To do: Transcribe the data that follows without changing a word, and omit the pictures.
*** Opening Data extract ***
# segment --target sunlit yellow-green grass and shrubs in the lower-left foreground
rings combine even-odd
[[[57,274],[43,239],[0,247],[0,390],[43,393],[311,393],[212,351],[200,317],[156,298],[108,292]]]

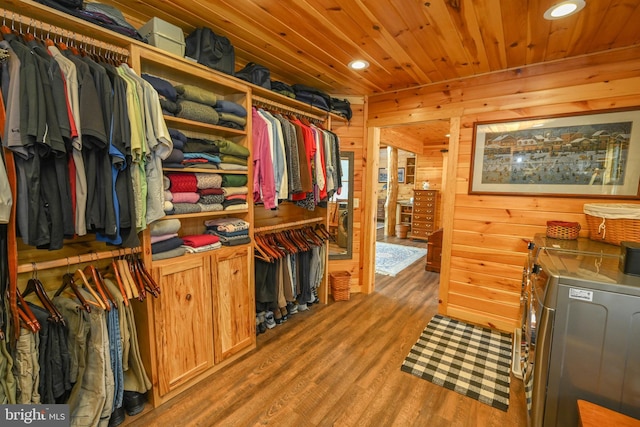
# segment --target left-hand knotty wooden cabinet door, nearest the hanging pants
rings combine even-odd
[[[162,283],[153,311],[163,396],[213,366],[209,258],[166,260],[154,271]]]

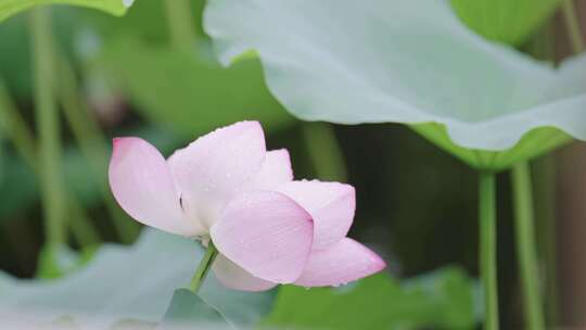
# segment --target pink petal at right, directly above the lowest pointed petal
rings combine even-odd
[[[302,205],[314,218],[314,250],[326,249],[346,234],[354,220],[354,187],[339,182],[291,181],[277,189]]]

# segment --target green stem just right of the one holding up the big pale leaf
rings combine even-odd
[[[539,268],[535,251],[535,226],[531,169],[526,162],[512,168],[517,257],[525,308],[525,326],[532,330],[545,329],[539,288]]]

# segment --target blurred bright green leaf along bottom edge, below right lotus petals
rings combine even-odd
[[[339,289],[285,287],[267,329],[473,329],[476,285],[458,268],[399,282],[381,274]]]

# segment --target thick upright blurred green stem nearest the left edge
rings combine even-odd
[[[31,13],[33,61],[35,68],[35,116],[39,137],[41,199],[46,239],[49,245],[65,244],[65,199],[61,173],[59,114],[51,90],[53,59],[51,13],[39,8]]]

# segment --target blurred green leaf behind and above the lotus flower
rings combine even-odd
[[[268,92],[258,60],[225,68],[209,53],[123,38],[106,48],[102,61],[138,111],[179,132],[193,136],[243,119],[260,120],[268,129],[293,123]]]

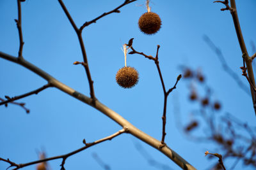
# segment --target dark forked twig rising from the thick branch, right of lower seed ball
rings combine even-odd
[[[147,59],[150,59],[150,60],[154,60],[155,64],[156,64],[156,67],[157,67],[157,71],[158,71],[158,74],[159,74],[159,77],[160,77],[160,80],[161,80],[161,84],[162,84],[162,87],[163,87],[163,92],[164,92],[164,108],[163,108],[163,116],[162,116],[162,120],[163,120],[163,131],[162,131],[162,139],[161,139],[161,143],[162,143],[162,146],[163,147],[165,145],[164,143],[164,138],[166,136],[166,131],[165,131],[165,127],[166,127],[166,107],[167,107],[167,98],[168,98],[168,95],[170,94],[170,92],[172,92],[173,89],[176,89],[176,85],[178,83],[178,81],[180,80],[181,78],[181,74],[179,74],[179,76],[177,77],[177,81],[175,83],[175,85],[168,90],[168,92],[166,92],[166,89],[165,89],[165,85],[164,85],[164,80],[163,80],[163,76],[162,76],[162,73],[161,73],[161,69],[160,69],[160,66],[159,66],[159,60],[158,60],[158,52],[159,52],[159,48],[160,48],[160,45],[157,45],[157,51],[156,51],[156,57],[152,57],[152,55],[146,55],[145,53],[143,52],[137,52],[133,47],[132,47],[132,40],[134,38],[131,38],[129,40],[129,43],[126,44],[127,46],[130,46],[131,47],[131,50],[132,52],[129,52],[129,54],[134,54],[134,53],[138,53],[140,55],[143,55],[144,57],[146,57]]]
*** Closing Data extract ***
Task result:
# segment --target sunlit yellow-green grass and shrubs in the lower-left foreground
rings combine even-odd
[[[57,274],[43,239],[0,247],[0,390],[43,393],[311,393],[212,351],[200,317],[156,298],[108,292]]]

# segment --target left-hand knotty wooden cabinet door, nearest the hanging pants
rings combine even-odd
[[[162,283],[153,311],[163,396],[213,366],[209,258],[166,260],[154,271]]]

# segment --target pink petal at right, directly above the lowest pointed petal
rings combine even-odd
[[[302,205],[314,218],[314,250],[326,249],[346,234],[354,220],[354,187],[339,182],[291,181],[277,189]]]

# segment --target green stem just right of the one holding up the big pale leaf
rings combine even-odd
[[[539,268],[535,251],[535,226],[531,169],[526,162],[512,168],[517,257],[525,308],[525,326],[532,330],[545,329],[539,288]]]

# segment --target blurred bright green leaf along bottom edge, below right lotus petals
rings combine even-odd
[[[339,289],[285,287],[267,329],[473,329],[476,285],[458,268],[399,282],[381,274]]]

# segment --target thick upright blurred green stem nearest the left edge
rings combine even-odd
[[[31,13],[33,61],[35,68],[35,116],[39,137],[41,199],[46,239],[49,245],[65,244],[65,199],[61,173],[59,114],[51,90],[53,59],[51,13],[39,8]]]

# segment --target blurred green leaf behind and above the lotus flower
rings combine even-odd
[[[268,92],[258,60],[225,68],[209,53],[123,38],[106,48],[102,61],[138,111],[179,132],[193,136],[243,119],[260,120],[268,129],[293,123]]]

# segment --target dark forked twig rising from the thick branch, right of lower seed ball
rings combine even-odd
[[[147,59],[150,59],[150,60],[154,60],[155,64],[156,64],[156,67],[157,67],[157,71],[158,71],[158,74],[159,74],[159,77],[160,77],[160,80],[161,80],[161,84],[162,84],[162,87],[163,87],[163,92],[164,92],[164,108],[163,108],[163,116],[162,116],[162,120],[163,120],[163,131],[162,131],[162,139],[161,139],[161,143],[162,143],[162,146],[163,147],[165,145],[164,143],[164,138],[166,136],[166,131],[165,131],[165,127],[166,127],[166,107],[167,107],[167,98],[168,98],[168,95],[170,94],[170,92],[172,92],[173,89],[176,89],[176,85],[178,83],[178,81],[180,80],[181,78],[181,74],[179,74],[179,76],[177,77],[177,81],[175,83],[175,85],[168,90],[168,92],[166,92],[166,89],[165,89],[165,85],[164,85],[164,80],[163,80],[163,76],[162,76],[162,73],[161,73],[161,69],[160,69],[160,66],[159,66],[159,60],[158,60],[158,52],[159,52],[159,48],[160,48],[160,45],[157,45],[157,51],[156,51],[156,57],[152,57],[152,55],[146,55],[145,53],[143,52],[137,52],[133,47],[132,47],[132,40],[134,38],[131,38],[129,40],[129,43],[126,44],[127,46],[130,46],[131,47],[131,50],[132,52],[129,52],[129,54],[134,54],[134,53],[138,53],[140,55],[143,55],[144,57],[146,57]]]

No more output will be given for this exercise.